Rewrite the material below, changing "Locate" to "Find" wherever it occurs and leaving everything else untouched.

##########

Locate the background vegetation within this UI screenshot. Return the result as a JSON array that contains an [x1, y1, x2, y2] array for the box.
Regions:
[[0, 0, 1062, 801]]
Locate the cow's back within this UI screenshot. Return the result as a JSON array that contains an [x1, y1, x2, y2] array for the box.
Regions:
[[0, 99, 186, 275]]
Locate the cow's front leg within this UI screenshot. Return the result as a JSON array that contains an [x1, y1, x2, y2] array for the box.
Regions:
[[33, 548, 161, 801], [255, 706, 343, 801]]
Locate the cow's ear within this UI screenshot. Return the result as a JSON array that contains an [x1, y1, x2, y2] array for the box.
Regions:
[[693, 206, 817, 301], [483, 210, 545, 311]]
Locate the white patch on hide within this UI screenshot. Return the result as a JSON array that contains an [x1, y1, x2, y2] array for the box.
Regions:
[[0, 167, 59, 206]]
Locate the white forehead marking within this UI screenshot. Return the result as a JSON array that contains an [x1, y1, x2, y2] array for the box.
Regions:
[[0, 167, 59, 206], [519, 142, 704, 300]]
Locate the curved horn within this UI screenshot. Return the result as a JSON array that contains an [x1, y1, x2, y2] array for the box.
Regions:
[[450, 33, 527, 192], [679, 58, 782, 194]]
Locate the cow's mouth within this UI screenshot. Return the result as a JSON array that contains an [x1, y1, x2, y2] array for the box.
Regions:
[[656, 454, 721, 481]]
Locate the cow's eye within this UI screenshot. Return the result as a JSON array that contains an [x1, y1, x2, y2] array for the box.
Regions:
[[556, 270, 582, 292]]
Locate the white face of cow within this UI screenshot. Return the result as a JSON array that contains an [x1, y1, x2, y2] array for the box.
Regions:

##########

### Response to this task:
Find the background vegetation within this UI screenshot. Return the result as a JSON array that contains an [x1, y1, x2, y2] array for the box.
Regions:
[[0, 0, 1062, 801]]
Find the cow's back within this UI screenshot. Return the result as a JSON array that contains an [x1, y1, x2, y2] array for the box.
Regions:
[[0, 99, 186, 275]]
Find the cow's front leg within this UI screenshot. Return the result as a JSON array that contains an [x1, y1, x2, y2] array for the box.
Regions:
[[33, 548, 161, 801], [255, 706, 343, 801]]
Find the cow's ear within this UI screenshot. Return the result as a JSON array that contains an [x1, y1, x2, y2] array for the box.
Regions:
[[693, 206, 817, 301], [483, 210, 545, 311]]
Find the white patch on hide within this UI screenshot. Return the result as a JSON array that contains an [x1, y1, x2, y2] array for the box.
Regions:
[[0, 167, 59, 206]]
Find the white forehead marking within this UI screenshot. Return the result as a JSON array that contains an [x1, y1, x2, y2] array for the box.
Regions:
[[0, 167, 59, 206], [519, 142, 704, 300]]
Find the curved horn within this UI screenshot. Return the result as a JSON array that contains an [x1, y1, x2, y2] array for the box.
Regions:
[[450, 33, 527, 192], [679, 58, 782, 194]]
Find the cow's mouth within this UI screenshot. Return the result as a JSON array that contains an [x1, y1, x2, y2] array for the box.
Regions:
[[656, 454, 721, 481]]
Find the cow's eye within this UI screenshot. Return the result as a JSON array that contains an [x1, y1, x2, y2] array for the box.
Regions:
[[556, 270, 582, 292]]
Find the white face of cow within this UI screenshot. Return the result as a JSON array that contains an [x1, y1, x2, y2] array for the box.
Regions:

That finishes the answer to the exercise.